WHAT NEEDS TO BE DONE →
Summarize the slide on maximum and minimum values below in two sentences.

EXCERPT TO READ →

+ + + + +

\begin{frame}
  \frametitle{Maximum and Minimum Values}

  \begin{block}{Fermat's Theorem}
    If $f$ has a local maximum or minimum at $c$ and $f'(c)$ exists, \\
    then $f'(c) = 0$.
  \end{block}
  \pause\medskip

  \begin{center}
  \scalebox{.8}{
  \begin{tikzpicture}[default,baseline=1cm]
    \diagram{-2}{5}{-2}{3}{1}
    \diagramannotatey{-1,1,2}
    \diagramannotatex{-1,1,2,3,4}
    \diagramannotatez
    \begin{scope}[cgreen,ultra thick]
      \draw plot[smooth,domain=-1:4,samples=200] function{(3*x**4 - 16*x**3 + 18*x**2)/15};
    \end{scope}
    \begin{scope}[very thick]
    \node[cgreen,include] (a) at (0,0) {};
    \draw[cred] ($(a)+(-1cm,0)$) -- ($(a)+(1cm,0)$);
    \node[cgreen,include] (a) at (1,5/15) {};
    \draw[cred] ($(a)+(-1cm,0)$) -- ($(a)+(1cm,0)$);
    \node[cgreen,include] (a) at (3,-27/15) {};
    \draw[cred] ($(a)+(-1cm,0)$) -- ($(a)+(1cm,0)$);
    \end{scope}
  \end{tikzpicture}
  }
  \end{center}
  \pause\medskip
  
  At every \emph{local} maximum or minimum, the tangent is horizontal.\\
  (if the derivative exists)
  \vspace{10cm}
\end{frame}

+ + + + +

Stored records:

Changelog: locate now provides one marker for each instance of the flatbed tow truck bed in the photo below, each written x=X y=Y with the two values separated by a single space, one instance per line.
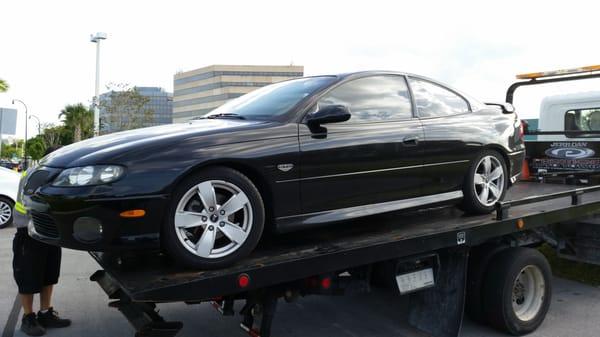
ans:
x=335 y=259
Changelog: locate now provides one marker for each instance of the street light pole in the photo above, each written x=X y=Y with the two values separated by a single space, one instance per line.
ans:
x=25 y=142
x=39 y=123
x=96 y=39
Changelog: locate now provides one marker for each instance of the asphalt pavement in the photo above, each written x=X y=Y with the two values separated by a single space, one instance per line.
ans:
x=575 y=310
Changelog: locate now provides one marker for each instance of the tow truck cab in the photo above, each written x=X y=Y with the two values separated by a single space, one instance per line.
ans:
x=565 y=143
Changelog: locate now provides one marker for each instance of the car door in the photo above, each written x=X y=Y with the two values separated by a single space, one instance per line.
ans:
x=448 y=125
x=373 y=157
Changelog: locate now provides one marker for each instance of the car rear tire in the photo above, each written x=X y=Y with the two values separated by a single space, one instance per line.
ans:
x=485 y=184
x=216 y=218
x=517 y=291
x=6 y=212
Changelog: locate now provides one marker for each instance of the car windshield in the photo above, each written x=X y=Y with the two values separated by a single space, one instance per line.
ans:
x=271 y=101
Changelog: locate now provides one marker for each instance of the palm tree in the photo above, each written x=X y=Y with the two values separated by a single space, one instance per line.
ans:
x=3 y=86
x=77 y=118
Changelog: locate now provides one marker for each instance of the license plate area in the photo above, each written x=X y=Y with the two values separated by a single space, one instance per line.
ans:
x=417 y=274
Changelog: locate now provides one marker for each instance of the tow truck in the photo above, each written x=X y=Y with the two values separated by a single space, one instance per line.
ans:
x=566 y=143
x=442 y=262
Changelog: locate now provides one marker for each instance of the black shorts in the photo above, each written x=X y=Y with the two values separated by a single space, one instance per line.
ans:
x=35 y=264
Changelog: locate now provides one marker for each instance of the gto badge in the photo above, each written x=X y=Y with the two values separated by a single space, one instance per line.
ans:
x=570 y=152
x=285 y=167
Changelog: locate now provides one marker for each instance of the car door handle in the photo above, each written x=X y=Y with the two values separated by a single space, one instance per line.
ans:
x=410 y=140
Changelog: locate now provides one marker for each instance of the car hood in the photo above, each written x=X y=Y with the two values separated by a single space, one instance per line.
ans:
x=101 y=149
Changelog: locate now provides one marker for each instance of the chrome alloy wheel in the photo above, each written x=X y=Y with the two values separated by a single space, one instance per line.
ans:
x=528 y=293
x=488 y=180
x=5 y=213
x=213 y=219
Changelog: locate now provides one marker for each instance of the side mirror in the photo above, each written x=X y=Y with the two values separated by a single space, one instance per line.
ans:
x=329 y=114
x=507 y=108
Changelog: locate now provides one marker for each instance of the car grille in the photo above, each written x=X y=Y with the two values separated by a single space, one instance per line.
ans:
x=44 y=225
x=36 y=180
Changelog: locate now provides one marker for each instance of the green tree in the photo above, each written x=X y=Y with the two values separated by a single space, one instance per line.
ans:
x=12 y=150
x=36 y=148
x=125 y=109
x=3 y=86
x=79 y=120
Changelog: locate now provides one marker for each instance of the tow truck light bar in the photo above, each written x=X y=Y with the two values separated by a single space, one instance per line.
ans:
x=562 y=75
x=560 y=72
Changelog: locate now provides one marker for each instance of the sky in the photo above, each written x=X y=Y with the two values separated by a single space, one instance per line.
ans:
x=475 y=46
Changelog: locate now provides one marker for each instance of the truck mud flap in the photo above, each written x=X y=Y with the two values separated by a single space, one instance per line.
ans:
x=439 y=311
x=141 y=315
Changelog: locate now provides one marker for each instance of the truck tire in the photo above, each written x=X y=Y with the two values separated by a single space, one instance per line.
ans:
x=215 y=219
x=517 y=291
x=485 y=183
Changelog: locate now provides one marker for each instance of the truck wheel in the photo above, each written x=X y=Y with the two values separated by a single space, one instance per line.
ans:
x=215 y=219
x=6 y=209
x=485 y=184
x=517 y=291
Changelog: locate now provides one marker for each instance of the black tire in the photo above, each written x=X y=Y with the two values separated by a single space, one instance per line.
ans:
x=173 y=246
x=504 y=269
x=8 y=202
x=471 y=203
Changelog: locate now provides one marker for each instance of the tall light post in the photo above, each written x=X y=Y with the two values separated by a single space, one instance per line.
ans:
x=39 y=123
x=96 y=39
x=25 y=142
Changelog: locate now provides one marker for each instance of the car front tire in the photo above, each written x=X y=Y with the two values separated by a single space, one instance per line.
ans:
x=216 y=218
x=486 y=183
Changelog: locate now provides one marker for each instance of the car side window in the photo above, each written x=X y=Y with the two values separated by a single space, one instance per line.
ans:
x=372 y=99
x=433 y=100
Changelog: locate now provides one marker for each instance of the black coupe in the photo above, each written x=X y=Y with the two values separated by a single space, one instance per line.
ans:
x=291 y=155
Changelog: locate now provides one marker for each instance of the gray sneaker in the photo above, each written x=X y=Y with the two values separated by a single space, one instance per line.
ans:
x=31 y=327
x=50 y=319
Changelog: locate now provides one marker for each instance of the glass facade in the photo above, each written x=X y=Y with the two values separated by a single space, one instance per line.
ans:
x=160 y=103
x=235 y=73
x=200 y=91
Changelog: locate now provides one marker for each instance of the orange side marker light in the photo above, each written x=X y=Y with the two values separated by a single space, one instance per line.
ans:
x=133 y=213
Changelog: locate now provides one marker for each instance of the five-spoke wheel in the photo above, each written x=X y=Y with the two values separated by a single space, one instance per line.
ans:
x=217 y=217
x=485 y=183
x=488 y=180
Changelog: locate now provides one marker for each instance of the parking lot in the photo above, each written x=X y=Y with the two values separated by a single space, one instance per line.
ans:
x=575 y=310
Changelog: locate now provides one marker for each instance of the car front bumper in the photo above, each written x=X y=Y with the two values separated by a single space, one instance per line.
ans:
x=96 y=224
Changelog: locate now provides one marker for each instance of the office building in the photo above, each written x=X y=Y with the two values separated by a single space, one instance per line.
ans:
x=160 y=106
x=199 y=91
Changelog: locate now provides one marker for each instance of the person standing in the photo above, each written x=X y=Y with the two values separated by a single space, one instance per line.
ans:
x=36 y=268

+ + + + +

PROBLEM SOLUTION →
Fermat's Theorem states that if f has a local maximum or minimum at c and f'(c) exists, then f'(c) = 0. Put another way, the tangent is horizontal at every local maximum or minimum, provided the derivative exists.